You read that right.
Any lover of estate jewelry will find themselves drawn to Sara’s posts on Instagram — which it turns out actually plays a huge part in her business! Despite COVID-19 temporarily limiting her professional opera performance opportunities, Songbird Sara Jewelry has flourished with her unique vintage and estate jewelry sales via her website, https://songbirdsaraantiquejewelry.com/.
I wanted to share Sara’s spectacular story of entrepreneurship, artistry, and curation. (And RV living!) Her love of people and passion for her product really shines in this video, and I think you’ll really be inspired by the highlights below!
JOTT: Sara, thank you so much for joining me today on Jewels of the Trade! Can you go ahead and just tell us about you and what you do?
Sara: I am a professional opera singer and I am also the owner, curator, president of Songbird Sara Jewelry which specializes in fine estate jewelry. Mostly vintage/antique, but if something modern-estate just really takes my breath away I definitely bring it on. I started the business three years ago and then when the pandemic hit and everything changed with the performing arts industry and all the gigs were canceled and everything just stopped, I had the opportunity to really focus on the business.
JOTT: Was opera your main thing (originally) and jewelry was kind of a side hustle?
Sara: Yes. And I have had a couple of resale businesses throughout my professional singing career because I love business and the entrepreneurial thing. Being a freelance musician, you can’t depend on a steady stream of income. So I’ve always loved having something else for that sense of security and to exercise a different part of my brain. I’ve always loved fashion and fashion resale. Jewelry was always my biggest love in the fashion sphere and I finally took the leap three years ago.
JOTT: Was your start in the jewelry industry as an entrepreneur or did you work for someone first?
Sara: It was always as an entrepreneur. I spent maybe a decade just being obsessed with antique jewelry, doing research in my spare time. I think its difficult when you’re a professional creative to have hobbies.
JOTT: Because they turn into jobs? (laughingly)

============================================================

→ What this exercise asks:
A: According to the interview, what kind of jewelry does Songbird Sara Jewelry specialize in?
B: Please explain, using the interview, why Sara has kept resale businesses alongside her singing career.
The listing after this point is separate material, unrelated to the interview.

→ Data block:
============================================================

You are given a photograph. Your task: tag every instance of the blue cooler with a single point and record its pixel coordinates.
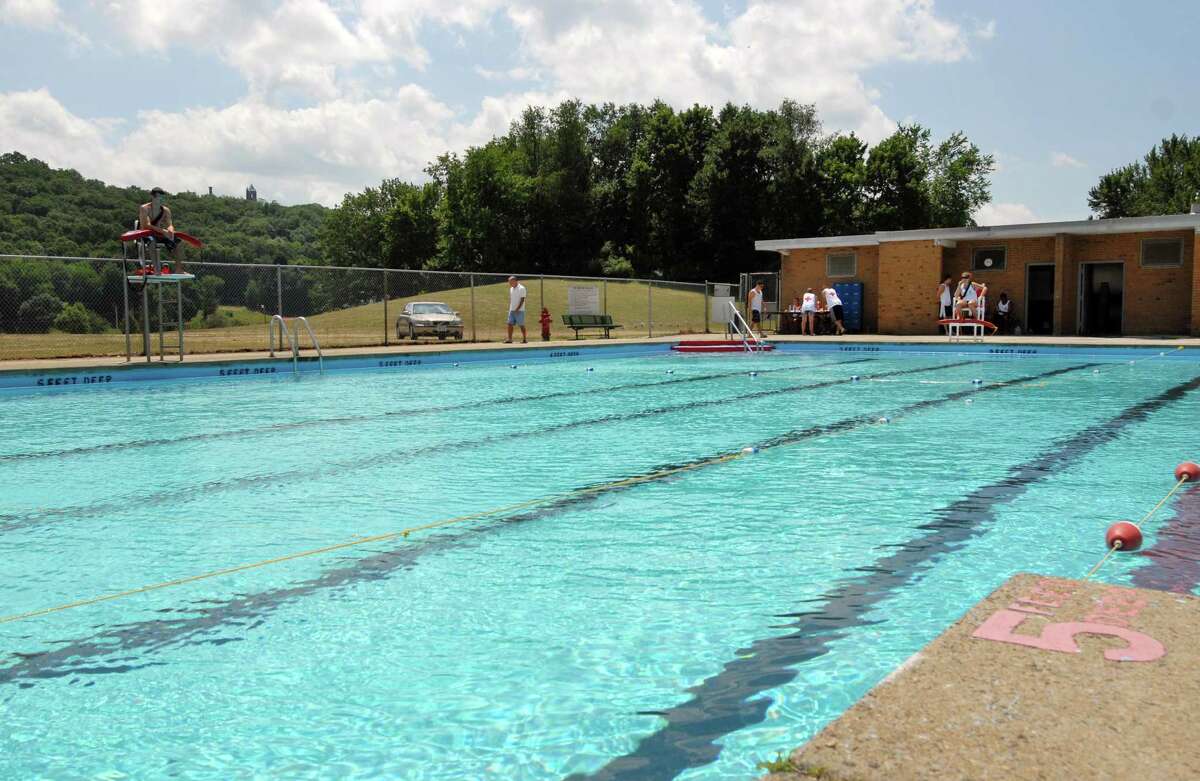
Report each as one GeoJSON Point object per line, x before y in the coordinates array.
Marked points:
{"type": "Point", "coordinates": [851, 294]}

============================================================

→ Set of answers:
A: Fine estate jewelry, mostly vintage or antique.

B: As a freelance musician she can't depend on a steady income, so a second business gives her a sense of security. It also lets her exercise a different part of her brain, and she loves business and being an entrepreneur.